* _To-do list_
(1) In the forum thread on full moons and pelagics, when does Captain Woody Woods say the bite seems to turn on?
(2) Write what comes next in the forum thread on full moons and pelagics, picking up after its final line.

* _Quoted text_
=-=-=-=-=

# full moon and pelagics



## SUNDAY-FUNDAY (Apr 17, 2008)

plan on heading out for the Re- maiden voyage after months of work on the ride on april 10th. that is if the mother nature will cooperate. im sure with these monsoons we've been having it'll be a long run: but im dying to get back offshore. anyhoo i see we'll have a full moon; and the past trips we've done on full moons have been pretty slow. any advice on how the moon affects pelagics??? i know it stands to reason that they can feed better at night, obviously because its eaier to see. we have also backed way out away from the rig. and tried open water. any info??


----------



## Captain Woody Woods (Oct 2, 2007)

in my experiences it seems like the nighttime tuna bite around rigs is slow during a full moon. some would say that the fish are not as dependent on the rig lights for food and move farther away from the rig at night. mid morning to lunchtime bite seems to turn on though.


----------



## bellafishing (Oct 1, 2007)

Alot of people swear that the pelagic bite fires off during a full moon, but the dolphin, tuna,and wahoo bite slows. I have found that if we fish during the full moon, we don't catch squat. Every time has been a skunk for pelagics. Maybe your luck will be different from ours!

Bob


----------



## bigone (Jan 2, 2008)

offshore + full moon =:boo


----------



## andyyar (Nov 4, 2007)

=-=-=-=-=

* _Listing_

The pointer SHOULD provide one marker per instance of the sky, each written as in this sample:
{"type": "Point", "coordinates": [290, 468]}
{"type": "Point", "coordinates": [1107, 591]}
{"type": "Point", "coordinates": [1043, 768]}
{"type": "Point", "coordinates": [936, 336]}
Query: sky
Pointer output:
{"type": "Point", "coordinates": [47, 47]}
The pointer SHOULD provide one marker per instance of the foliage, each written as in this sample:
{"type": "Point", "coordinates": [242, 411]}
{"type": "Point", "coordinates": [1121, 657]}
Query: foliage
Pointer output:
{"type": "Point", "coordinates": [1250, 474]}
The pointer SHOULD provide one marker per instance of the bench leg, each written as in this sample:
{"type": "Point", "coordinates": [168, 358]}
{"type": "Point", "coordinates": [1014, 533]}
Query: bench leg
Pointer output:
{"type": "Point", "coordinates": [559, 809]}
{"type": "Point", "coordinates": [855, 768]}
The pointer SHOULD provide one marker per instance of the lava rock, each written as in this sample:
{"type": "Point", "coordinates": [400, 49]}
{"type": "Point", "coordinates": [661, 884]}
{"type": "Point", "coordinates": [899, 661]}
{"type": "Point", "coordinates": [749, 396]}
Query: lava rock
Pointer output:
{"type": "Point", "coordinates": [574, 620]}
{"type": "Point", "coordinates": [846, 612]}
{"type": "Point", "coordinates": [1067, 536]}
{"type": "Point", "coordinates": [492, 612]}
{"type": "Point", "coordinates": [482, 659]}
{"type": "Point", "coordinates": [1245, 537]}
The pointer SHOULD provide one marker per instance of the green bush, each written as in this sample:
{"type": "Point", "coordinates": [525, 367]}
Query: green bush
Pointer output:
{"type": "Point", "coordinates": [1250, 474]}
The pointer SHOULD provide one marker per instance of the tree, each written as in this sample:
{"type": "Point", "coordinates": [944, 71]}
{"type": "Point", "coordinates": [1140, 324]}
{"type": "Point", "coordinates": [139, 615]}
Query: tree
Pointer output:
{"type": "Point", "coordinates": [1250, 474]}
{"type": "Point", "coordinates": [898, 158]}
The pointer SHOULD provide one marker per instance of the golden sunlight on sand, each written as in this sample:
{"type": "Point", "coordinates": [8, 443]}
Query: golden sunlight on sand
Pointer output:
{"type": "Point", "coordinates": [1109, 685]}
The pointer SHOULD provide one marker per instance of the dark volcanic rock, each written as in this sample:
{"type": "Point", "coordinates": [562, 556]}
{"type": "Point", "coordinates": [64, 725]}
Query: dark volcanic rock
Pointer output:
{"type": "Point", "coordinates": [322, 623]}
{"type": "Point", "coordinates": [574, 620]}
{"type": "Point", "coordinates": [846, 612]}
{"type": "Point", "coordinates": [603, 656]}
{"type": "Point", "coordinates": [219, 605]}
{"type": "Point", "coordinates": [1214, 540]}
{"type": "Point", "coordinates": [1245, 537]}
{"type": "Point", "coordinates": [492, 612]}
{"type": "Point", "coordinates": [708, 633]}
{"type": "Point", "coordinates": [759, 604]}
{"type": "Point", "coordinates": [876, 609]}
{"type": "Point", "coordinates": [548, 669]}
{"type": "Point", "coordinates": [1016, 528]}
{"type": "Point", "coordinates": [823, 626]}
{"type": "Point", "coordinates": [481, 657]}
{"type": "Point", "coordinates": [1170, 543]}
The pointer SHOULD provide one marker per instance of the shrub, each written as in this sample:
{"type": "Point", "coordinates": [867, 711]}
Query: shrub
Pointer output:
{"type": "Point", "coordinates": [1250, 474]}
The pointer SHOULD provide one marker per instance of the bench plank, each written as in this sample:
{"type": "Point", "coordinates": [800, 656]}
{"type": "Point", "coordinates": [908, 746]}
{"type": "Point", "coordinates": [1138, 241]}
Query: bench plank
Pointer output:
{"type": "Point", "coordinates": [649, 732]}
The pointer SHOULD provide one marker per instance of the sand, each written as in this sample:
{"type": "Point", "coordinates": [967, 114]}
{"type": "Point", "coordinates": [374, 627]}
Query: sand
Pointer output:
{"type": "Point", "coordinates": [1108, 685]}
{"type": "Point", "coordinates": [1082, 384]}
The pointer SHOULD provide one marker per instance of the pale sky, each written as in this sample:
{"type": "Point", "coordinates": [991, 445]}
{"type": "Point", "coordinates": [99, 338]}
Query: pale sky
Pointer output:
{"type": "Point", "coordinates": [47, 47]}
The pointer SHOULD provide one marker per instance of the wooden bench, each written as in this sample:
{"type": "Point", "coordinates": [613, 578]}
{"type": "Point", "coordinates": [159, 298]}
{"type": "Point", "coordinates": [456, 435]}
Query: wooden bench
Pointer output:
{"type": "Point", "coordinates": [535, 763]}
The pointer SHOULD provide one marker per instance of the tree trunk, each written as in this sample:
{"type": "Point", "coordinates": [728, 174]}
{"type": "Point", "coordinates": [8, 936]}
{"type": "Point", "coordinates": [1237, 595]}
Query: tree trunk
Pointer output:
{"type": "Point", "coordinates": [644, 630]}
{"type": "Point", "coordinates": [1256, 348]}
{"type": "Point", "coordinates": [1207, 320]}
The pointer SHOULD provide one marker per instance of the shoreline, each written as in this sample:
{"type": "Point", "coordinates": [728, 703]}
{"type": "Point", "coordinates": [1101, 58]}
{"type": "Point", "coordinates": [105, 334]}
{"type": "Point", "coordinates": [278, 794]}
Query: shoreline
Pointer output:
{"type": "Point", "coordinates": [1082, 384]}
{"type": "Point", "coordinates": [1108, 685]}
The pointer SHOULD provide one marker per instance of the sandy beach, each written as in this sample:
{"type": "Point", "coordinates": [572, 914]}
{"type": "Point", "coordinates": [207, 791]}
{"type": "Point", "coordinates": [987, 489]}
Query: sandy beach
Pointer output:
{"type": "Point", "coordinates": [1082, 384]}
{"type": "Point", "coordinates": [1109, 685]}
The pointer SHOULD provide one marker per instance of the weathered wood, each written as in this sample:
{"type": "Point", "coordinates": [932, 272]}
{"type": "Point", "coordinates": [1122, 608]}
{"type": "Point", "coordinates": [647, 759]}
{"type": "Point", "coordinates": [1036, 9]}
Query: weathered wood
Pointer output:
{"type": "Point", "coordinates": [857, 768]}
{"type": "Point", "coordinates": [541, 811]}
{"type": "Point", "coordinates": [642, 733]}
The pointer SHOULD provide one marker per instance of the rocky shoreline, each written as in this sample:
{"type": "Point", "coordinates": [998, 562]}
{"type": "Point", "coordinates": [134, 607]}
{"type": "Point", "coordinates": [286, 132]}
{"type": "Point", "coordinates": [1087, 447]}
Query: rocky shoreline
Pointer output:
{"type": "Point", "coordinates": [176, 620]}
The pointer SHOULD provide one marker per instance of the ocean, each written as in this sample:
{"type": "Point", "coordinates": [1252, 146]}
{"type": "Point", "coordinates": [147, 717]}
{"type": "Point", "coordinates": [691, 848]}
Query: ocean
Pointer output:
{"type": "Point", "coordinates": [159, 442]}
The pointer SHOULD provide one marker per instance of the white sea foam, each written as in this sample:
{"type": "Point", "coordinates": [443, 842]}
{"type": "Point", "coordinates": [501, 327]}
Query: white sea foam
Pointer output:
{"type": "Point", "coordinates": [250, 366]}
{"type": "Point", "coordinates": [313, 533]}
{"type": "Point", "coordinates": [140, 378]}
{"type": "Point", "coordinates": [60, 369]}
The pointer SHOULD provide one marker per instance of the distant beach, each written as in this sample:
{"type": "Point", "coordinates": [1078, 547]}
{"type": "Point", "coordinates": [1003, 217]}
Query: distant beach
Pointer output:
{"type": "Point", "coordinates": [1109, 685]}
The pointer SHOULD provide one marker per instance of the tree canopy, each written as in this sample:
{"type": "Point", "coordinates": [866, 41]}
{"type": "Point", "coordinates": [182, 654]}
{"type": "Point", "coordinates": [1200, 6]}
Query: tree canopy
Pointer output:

=-=-=-=-=

* _In response_
(1) Mid morning to lunchtime.

(2)
We tuna fished during the daytime on the last full moon, and the bite was great. We fished two weeks laterat the same place with a smaller moon and the bite was exactly the same. Everyone seems to have a different opinion about whatthe moondoes to the bite, be it night or day. I fished with a captain in Venice a few weeks ago who swears that the full moon triggers to wahoo bite over there, and I've heard others say that the full moon shuts down the wahoo bite down, so who knows. I'll defer to people with more knowledge, and better fishing logs, butI cant remember the last time I got hungry and stopped to check what the moon was doing beforeI went in search of a meal, and on some level I would like to believe that pelagics are even more primitive eaters than I am. Moon be damned; trying to find fish and put a bait in front of them is better than working.

I do look forward to hearing what others have to say about moon cycles and the NGOM. Everyone in the Carribean seems to be a moonatic, and I for one would be interested to know if and why moon cycles may have a greater impact on their fishery than ours.


----------



## SUNDAY-FUNDAY (Apr 17, 2008)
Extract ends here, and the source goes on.